Objective>
Which lines in the records below contain the word "Please"? Pull out each of those lines and copy it in full.

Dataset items
· · · ·
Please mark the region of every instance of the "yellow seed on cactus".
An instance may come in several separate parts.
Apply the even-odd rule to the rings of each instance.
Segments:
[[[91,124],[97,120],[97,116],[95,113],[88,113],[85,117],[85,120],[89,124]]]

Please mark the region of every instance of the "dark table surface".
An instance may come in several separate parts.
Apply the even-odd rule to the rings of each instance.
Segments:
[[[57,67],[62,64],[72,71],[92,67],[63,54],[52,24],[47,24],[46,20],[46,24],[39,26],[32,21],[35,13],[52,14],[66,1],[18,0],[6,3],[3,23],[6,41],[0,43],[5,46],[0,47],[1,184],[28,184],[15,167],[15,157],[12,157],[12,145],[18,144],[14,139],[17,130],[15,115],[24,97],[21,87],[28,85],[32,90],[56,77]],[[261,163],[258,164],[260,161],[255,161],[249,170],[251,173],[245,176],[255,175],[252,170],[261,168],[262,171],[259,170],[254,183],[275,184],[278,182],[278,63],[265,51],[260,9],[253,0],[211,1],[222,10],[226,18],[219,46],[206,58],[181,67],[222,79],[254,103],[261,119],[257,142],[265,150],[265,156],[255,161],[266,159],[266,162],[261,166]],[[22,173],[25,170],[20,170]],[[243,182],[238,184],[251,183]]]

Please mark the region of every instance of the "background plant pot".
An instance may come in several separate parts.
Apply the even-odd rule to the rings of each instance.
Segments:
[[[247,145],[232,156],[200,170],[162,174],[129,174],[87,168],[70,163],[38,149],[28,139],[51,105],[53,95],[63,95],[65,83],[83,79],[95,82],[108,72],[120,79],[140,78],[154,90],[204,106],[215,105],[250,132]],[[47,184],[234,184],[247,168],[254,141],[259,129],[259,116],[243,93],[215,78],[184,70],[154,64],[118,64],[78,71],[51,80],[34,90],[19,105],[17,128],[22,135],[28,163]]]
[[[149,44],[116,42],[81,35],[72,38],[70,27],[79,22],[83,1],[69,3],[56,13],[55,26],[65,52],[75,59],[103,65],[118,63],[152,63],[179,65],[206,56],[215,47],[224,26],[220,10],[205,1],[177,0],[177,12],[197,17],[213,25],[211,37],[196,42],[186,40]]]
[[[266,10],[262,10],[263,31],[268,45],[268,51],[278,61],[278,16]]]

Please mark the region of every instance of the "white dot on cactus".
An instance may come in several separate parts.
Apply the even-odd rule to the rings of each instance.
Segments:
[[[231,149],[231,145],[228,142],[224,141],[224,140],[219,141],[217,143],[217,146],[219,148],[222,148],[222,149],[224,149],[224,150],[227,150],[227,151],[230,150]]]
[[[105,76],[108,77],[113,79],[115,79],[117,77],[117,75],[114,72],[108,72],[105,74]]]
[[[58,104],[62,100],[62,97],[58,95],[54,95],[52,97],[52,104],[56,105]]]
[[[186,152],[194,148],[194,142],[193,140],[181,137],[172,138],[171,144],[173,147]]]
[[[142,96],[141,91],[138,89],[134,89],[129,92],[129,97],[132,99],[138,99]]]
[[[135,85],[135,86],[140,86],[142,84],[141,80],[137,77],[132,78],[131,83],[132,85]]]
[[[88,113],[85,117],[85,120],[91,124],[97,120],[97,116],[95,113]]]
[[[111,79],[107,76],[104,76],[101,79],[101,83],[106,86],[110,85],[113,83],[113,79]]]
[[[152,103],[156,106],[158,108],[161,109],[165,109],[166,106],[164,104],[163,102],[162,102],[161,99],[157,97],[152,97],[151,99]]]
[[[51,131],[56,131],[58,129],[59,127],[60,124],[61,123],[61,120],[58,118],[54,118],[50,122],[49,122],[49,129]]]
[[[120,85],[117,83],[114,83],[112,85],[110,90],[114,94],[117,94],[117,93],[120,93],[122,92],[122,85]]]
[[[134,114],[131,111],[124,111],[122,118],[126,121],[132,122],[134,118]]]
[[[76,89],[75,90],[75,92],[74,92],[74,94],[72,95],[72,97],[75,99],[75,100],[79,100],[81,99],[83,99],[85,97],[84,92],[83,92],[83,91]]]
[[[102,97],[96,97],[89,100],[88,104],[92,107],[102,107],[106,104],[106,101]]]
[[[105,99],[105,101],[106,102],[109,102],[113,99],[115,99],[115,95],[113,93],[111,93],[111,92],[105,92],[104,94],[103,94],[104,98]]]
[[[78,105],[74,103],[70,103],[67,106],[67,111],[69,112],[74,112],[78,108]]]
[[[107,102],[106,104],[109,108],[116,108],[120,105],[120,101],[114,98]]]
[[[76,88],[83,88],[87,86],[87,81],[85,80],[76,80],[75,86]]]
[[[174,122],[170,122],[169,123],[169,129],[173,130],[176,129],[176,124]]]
· · · ·
Solution below>
Please mark the region of every instance of the "yellow seed on cactus".
Please mark the region of every instance of the "dark table surface".
Please mark the region of every instance of the "background plant pot".
Please mark the region of every instance of the "white dot on cactus".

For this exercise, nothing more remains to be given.